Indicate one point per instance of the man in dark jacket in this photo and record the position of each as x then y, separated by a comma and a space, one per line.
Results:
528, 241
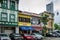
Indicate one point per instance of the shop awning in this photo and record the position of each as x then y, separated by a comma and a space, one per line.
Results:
26, 28
38, 28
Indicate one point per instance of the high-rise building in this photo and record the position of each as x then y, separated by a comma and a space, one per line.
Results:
49, 7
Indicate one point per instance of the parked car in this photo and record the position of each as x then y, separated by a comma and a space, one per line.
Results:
52, 34
4, 36
27, 37
16, 36
37, 36
58, 34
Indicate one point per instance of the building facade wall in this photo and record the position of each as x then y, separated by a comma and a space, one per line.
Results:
11, 15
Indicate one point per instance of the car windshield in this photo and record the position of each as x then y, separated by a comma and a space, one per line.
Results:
4, 35
27, 34
17, 35
37, 33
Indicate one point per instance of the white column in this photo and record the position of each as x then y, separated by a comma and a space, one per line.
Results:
16, 29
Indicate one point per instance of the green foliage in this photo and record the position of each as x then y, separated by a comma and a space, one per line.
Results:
56, 26
44, 19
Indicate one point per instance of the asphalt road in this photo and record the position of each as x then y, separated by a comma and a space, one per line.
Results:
51, 38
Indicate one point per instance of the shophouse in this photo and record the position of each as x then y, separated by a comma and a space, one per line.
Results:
50, 23
8, 16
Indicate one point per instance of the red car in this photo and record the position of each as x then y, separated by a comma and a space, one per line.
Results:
27, 37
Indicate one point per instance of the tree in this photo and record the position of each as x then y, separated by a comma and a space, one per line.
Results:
57, 26
44, 20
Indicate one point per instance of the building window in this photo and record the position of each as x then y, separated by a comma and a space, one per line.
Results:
12, 5
4, 16
12, 17
21, 19
4, 4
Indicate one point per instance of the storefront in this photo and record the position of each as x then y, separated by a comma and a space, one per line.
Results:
26, 29
8, 27
24, 23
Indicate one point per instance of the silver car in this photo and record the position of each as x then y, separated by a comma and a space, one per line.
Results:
4, 36
37, 36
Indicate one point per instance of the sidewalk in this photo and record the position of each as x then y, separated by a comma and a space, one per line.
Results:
51, 38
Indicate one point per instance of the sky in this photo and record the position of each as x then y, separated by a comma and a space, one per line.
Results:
38, 6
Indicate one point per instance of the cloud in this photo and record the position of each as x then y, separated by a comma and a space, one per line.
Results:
35, 6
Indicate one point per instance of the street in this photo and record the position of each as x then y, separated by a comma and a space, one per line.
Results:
52, 38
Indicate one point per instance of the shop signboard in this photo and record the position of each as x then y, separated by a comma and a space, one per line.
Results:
9, 23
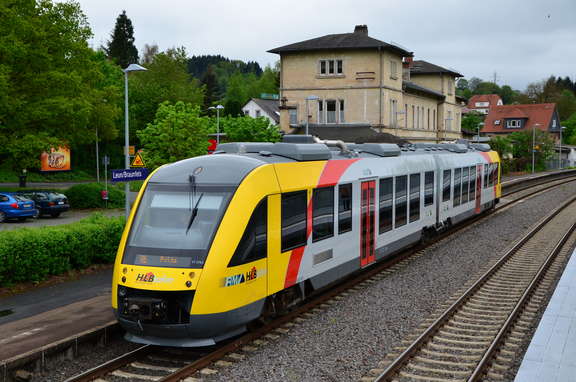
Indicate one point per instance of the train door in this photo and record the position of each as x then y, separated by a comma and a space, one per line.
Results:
367, 222
478, 188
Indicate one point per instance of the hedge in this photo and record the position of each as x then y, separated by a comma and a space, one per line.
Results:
87, 195
33, 254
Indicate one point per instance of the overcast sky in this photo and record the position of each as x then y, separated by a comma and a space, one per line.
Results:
521, 40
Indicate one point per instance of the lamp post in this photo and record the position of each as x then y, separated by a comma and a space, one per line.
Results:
560, 155
130, 68
309, 98
218, 108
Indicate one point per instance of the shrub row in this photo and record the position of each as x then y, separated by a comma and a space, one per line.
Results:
87, 195
33, 254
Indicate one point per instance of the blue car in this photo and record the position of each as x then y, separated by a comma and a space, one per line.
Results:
16, 207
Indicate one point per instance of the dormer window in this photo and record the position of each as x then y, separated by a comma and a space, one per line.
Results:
331, 68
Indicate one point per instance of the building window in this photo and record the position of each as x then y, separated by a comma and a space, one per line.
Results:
331, 111
294, 215
293, 113
414, 197
393, 70
331, 67
344, 208
401, 205
253, 245
428, 188
385, 208
322, 213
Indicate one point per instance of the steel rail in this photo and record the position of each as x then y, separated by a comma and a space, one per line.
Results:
429, 332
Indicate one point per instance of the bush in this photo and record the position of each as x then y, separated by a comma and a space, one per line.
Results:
87, 195
33, 254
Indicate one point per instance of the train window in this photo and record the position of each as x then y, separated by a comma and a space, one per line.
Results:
472, 189
429, 188
322, 213
446, 185
294, 215
253, 245
344, 208
414, 197
464, 185
401, 205
457, 187
386, 198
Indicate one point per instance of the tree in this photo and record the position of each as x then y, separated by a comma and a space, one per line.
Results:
178, 132
566, 104
248, 129
121, 47
51, 82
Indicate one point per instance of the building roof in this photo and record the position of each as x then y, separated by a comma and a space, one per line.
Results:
359, 39
353, 134
424, 67
411, 87
536, 114
492, 100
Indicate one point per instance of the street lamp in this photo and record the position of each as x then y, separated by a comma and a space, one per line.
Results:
130, 68
560, 155
218, 108
309, 98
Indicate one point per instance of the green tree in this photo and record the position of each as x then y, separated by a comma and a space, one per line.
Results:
121, 47
178, 132
50, 80
248, 129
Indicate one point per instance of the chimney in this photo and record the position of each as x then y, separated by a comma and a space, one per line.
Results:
361, 29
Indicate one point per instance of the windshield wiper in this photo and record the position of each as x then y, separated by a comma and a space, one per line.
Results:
194, 213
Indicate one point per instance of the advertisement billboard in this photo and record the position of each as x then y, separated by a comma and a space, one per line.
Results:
55, 160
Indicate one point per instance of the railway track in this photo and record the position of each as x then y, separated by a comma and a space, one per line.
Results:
466, 340
169, 365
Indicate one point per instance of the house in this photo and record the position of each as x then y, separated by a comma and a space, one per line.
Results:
506, 119
354, 81
258, 107
481, 103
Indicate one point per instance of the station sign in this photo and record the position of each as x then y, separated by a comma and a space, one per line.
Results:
127, 175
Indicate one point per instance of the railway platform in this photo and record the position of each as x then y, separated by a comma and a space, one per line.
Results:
551, 355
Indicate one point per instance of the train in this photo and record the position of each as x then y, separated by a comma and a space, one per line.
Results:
216, 242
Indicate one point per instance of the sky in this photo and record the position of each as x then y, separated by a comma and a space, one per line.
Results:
516, 41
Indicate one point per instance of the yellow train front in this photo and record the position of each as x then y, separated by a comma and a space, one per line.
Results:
214, 241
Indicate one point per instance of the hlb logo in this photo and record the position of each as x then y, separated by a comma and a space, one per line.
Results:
146, 278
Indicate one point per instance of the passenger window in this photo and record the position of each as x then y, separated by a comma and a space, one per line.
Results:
446, 185
465, 185
414, 197
344, 208
472, 189
401, 205
429, 188
253, 245
322, 213
457, 187
385, 208
294, 215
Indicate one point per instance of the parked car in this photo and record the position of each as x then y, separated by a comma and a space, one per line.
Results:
14, 206
48, 202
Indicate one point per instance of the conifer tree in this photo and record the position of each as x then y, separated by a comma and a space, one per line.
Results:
121, 47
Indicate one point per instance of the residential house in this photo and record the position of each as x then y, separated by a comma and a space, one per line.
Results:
481, 103
506, 119
353, 81
258, 107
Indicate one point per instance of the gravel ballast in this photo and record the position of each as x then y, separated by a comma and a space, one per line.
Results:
346, 340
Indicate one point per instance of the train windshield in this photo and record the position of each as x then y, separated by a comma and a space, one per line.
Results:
174, 225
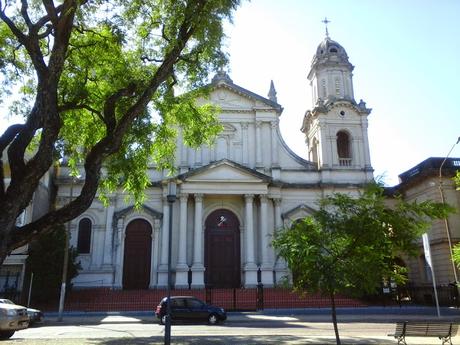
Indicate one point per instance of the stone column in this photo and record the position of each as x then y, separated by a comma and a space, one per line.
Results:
280, 266
163, 268
198, 157
108, 239
259, 163
197, 267
119, 247
183, 154
250, 268
274, 126
266, 267
244, 135
154, 255
182, 267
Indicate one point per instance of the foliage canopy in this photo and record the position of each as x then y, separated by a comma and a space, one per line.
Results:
351, 243
103, 83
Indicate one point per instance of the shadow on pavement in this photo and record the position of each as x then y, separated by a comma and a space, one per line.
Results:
242, 340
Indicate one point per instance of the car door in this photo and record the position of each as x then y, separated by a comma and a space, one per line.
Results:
197, 309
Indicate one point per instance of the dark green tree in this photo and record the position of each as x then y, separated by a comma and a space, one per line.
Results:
45, 261
98, 82
350, 243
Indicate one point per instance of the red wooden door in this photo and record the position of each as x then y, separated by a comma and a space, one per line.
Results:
222, 250
137, 257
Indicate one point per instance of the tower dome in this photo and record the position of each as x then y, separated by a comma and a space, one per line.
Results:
330, 51
331, 73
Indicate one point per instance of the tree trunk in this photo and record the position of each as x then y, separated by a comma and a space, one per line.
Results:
334, 318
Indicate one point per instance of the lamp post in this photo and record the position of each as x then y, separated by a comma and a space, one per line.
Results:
446, 222
65, 265
171, 197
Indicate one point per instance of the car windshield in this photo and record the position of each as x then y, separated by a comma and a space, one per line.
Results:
194, 303
7, 301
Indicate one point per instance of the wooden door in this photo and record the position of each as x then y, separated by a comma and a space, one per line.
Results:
137, 256
222, 250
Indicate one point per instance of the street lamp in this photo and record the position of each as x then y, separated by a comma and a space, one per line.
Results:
171, 197
446, 222
65, 266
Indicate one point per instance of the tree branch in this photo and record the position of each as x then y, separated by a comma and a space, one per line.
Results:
8, 136
25, 14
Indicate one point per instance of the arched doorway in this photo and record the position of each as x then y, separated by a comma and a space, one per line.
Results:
137, 256
222, 250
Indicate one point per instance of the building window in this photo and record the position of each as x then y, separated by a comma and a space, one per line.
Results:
84, 236
343, 148
337, 87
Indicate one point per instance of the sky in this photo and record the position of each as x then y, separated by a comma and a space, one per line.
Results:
407, 69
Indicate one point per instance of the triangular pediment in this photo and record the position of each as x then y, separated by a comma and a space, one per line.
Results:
225, 171
230, 96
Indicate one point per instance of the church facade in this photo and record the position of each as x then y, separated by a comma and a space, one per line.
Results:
231, 196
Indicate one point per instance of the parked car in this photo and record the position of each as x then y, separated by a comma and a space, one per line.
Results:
35, 315
12, 318
188, 308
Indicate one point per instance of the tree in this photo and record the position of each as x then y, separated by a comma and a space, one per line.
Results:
97, 80
350, 244
456, 248
45, 261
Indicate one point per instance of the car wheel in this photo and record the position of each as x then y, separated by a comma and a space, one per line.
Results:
213, 319
6, 334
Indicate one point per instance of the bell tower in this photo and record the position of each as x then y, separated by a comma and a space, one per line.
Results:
336, 127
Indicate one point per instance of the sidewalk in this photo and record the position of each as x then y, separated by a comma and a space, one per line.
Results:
365, 314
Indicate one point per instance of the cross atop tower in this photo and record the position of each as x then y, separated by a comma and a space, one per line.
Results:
325, 21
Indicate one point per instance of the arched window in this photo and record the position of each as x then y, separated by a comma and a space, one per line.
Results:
343, 148
84, 236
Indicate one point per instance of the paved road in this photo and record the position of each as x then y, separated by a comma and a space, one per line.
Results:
241, 328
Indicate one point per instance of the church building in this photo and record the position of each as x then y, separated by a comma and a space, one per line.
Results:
231, 196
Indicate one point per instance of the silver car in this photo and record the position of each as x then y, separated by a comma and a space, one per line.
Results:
35, 315
12, 318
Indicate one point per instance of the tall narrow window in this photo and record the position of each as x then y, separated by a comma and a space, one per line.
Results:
84, 236
323, 86
343, 148
337, 87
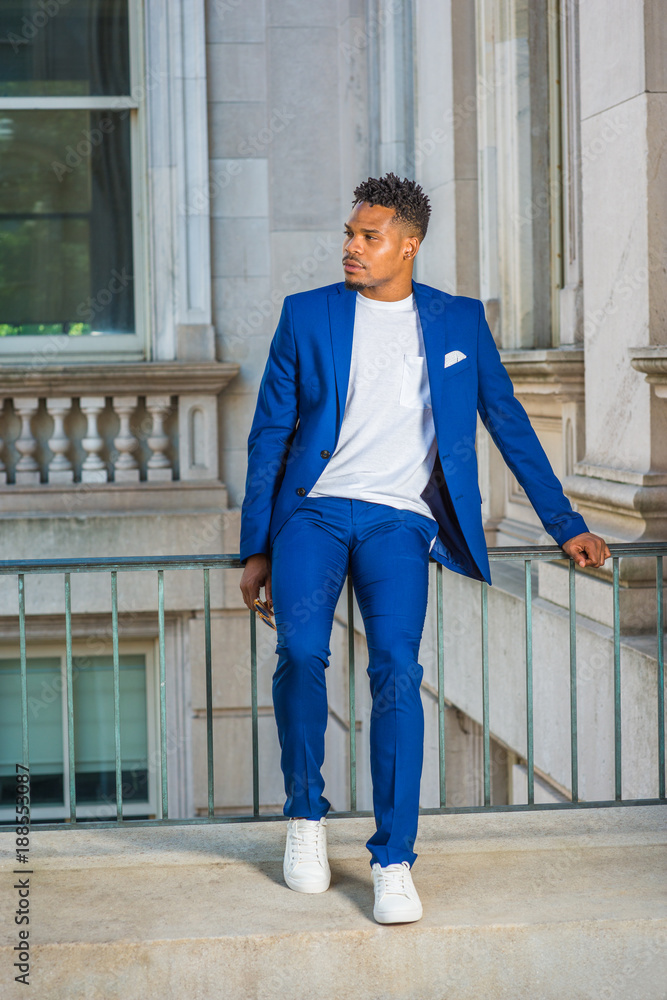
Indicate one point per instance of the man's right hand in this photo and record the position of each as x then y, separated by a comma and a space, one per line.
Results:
256, 574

[Work to complete]:
Retype exactly, please, the span from the line holding "Indicate one point per instance of the tall" through the closing line of the data, both ends included, without the pictures.

[Task solution]:
Indicate one point per instance of the tall narrow window in this photo and record the position of each as x then y, separated by a comma and a space, one per line.
Results:
84, 236
323, 86
343, 148
337, 87
Indicate one point per instance of the man's right hand in this photo and record the position of each as x then y, separated by a comma and a space, one per line.
Results:
256, 574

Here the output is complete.